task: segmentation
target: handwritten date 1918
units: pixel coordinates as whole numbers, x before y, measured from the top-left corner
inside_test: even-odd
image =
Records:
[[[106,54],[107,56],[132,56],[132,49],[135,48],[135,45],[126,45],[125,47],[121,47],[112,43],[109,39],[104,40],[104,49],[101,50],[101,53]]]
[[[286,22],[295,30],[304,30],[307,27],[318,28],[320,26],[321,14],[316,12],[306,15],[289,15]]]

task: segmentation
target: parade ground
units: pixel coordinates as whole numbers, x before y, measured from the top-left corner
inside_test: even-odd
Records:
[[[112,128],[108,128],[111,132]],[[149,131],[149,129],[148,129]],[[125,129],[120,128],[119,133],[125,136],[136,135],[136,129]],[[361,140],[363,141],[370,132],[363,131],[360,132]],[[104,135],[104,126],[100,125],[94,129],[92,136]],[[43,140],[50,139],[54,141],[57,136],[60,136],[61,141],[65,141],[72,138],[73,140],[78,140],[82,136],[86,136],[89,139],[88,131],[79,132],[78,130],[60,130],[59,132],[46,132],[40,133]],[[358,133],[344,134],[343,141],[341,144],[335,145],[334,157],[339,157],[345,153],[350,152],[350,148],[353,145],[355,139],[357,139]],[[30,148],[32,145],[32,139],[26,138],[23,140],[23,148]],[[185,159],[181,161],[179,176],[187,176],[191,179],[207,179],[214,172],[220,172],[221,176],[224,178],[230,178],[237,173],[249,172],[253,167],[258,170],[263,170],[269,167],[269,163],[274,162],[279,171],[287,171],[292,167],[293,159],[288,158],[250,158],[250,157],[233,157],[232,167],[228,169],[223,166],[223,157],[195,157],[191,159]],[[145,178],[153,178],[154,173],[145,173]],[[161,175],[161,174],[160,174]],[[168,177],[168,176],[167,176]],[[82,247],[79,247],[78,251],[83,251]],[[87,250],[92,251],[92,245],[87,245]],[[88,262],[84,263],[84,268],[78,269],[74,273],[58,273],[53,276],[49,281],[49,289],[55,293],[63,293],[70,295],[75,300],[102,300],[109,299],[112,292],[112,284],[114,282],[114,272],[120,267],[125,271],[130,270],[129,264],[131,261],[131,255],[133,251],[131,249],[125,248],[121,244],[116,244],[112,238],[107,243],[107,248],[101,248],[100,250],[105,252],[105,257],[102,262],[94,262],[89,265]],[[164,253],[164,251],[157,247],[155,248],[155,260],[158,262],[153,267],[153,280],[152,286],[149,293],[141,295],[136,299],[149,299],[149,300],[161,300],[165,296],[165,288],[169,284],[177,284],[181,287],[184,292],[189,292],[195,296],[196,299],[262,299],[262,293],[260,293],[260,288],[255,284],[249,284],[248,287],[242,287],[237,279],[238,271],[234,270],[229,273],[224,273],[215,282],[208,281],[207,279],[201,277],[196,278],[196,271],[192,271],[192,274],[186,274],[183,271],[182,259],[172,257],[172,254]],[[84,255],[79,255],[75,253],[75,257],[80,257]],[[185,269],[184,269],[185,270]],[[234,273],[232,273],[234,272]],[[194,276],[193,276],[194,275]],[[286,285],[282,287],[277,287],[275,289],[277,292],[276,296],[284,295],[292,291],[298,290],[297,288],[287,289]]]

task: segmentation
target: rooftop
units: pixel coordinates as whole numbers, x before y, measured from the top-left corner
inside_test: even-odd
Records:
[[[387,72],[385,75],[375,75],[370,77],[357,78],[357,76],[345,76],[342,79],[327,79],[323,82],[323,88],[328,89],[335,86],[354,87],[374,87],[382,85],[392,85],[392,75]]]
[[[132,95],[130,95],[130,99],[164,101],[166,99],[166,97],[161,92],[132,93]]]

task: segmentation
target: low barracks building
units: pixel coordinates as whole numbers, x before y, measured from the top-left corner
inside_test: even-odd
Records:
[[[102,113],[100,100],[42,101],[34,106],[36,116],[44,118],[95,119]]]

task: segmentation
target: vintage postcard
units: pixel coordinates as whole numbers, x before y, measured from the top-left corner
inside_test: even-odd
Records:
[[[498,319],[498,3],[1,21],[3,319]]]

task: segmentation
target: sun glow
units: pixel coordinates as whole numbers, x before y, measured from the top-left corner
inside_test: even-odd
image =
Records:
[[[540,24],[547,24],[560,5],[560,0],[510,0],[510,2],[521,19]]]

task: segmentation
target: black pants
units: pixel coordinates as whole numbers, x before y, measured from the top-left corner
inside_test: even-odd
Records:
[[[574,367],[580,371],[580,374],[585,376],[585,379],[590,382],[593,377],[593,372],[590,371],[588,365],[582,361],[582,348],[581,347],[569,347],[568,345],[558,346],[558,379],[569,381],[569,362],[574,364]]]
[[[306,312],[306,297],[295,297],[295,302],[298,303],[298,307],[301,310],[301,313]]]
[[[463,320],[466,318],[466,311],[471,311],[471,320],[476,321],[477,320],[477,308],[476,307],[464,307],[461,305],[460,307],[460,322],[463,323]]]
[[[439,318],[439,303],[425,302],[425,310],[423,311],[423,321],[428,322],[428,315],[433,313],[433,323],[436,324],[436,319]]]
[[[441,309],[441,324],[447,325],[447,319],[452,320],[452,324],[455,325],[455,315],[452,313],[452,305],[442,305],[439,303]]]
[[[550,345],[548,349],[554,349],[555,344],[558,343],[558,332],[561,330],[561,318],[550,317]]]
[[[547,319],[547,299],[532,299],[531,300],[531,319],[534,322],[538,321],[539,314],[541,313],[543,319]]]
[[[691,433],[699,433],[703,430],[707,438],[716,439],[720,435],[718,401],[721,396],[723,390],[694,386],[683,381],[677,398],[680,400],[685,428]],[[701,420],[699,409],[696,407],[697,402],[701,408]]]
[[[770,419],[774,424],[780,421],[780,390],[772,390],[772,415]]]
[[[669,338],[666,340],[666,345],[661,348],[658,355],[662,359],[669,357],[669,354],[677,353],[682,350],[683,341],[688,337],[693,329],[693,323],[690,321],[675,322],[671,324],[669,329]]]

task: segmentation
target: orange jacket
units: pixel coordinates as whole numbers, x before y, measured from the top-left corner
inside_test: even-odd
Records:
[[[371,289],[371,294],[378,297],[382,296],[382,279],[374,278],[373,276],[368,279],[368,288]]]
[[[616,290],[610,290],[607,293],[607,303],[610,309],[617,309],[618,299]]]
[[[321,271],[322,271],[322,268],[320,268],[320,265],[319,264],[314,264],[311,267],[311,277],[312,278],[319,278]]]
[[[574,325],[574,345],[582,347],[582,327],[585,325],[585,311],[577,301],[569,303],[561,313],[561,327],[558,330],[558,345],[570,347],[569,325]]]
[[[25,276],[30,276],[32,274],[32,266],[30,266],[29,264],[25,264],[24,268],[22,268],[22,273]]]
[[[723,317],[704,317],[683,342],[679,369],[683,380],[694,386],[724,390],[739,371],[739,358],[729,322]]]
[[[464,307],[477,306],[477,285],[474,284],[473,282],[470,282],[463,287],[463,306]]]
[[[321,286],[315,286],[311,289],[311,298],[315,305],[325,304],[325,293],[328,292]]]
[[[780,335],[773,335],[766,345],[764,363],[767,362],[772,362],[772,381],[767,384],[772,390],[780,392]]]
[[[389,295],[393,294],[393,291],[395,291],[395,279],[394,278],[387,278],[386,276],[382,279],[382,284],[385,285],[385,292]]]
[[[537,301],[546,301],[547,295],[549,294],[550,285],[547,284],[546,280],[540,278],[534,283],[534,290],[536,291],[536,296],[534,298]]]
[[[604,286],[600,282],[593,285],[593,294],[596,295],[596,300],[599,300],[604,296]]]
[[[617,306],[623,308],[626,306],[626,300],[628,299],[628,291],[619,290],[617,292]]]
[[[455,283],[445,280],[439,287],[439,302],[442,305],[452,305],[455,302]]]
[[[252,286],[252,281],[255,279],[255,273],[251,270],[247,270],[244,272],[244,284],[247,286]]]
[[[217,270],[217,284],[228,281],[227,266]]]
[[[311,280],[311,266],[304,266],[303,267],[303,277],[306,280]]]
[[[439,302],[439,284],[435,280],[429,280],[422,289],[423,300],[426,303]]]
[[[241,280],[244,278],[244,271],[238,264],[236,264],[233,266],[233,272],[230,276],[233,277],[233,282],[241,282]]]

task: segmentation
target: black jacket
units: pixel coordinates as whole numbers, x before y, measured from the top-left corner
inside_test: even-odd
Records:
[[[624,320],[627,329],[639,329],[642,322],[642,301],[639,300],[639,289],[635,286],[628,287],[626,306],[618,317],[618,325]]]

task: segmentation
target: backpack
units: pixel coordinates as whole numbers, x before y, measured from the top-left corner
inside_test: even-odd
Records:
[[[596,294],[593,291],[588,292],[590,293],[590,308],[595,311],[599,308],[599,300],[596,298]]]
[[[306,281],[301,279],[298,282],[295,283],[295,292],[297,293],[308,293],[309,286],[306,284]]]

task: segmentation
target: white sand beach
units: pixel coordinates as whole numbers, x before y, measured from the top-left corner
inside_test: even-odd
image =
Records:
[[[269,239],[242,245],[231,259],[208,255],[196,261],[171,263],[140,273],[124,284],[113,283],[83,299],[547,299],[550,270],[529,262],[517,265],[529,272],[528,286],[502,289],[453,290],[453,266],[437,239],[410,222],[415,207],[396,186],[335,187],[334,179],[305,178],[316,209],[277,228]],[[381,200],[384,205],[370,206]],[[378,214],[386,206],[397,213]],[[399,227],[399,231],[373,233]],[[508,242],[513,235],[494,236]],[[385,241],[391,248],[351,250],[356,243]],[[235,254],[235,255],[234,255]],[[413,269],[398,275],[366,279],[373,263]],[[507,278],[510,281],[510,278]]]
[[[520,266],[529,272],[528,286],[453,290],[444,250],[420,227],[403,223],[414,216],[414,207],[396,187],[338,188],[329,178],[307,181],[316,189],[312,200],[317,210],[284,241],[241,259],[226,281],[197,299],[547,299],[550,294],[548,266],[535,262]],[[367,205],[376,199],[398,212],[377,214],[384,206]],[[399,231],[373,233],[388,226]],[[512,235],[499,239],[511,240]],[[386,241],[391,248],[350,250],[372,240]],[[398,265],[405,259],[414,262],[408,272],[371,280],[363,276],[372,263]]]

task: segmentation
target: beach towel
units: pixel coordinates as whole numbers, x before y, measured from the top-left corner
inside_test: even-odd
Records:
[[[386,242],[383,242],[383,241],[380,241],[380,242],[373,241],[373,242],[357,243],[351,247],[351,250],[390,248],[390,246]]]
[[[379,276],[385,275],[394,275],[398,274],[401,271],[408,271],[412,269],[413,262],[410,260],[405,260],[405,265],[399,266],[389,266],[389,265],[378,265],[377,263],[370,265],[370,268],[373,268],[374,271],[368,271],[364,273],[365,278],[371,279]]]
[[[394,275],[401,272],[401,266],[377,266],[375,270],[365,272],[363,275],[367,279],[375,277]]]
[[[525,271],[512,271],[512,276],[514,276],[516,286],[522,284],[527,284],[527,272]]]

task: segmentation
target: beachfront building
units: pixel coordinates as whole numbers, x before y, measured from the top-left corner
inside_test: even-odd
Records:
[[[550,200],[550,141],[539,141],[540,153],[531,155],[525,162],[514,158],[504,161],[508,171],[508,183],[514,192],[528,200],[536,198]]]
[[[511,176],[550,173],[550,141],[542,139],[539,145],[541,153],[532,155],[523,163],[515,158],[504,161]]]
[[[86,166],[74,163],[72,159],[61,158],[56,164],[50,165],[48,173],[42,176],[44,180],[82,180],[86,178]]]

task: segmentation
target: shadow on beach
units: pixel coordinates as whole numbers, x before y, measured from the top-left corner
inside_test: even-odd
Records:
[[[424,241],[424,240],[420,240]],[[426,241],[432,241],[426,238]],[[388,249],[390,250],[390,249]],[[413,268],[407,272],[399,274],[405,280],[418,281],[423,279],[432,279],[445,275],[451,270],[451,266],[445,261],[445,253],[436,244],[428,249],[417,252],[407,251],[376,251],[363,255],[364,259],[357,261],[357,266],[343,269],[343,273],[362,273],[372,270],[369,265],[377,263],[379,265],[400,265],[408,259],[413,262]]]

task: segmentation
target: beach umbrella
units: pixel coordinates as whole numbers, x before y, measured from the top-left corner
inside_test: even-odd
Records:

The problem: Where does "building" appear in the records above? Copy each line that holds it.

Exercise solution:
target: low barracks building
target: beachfront building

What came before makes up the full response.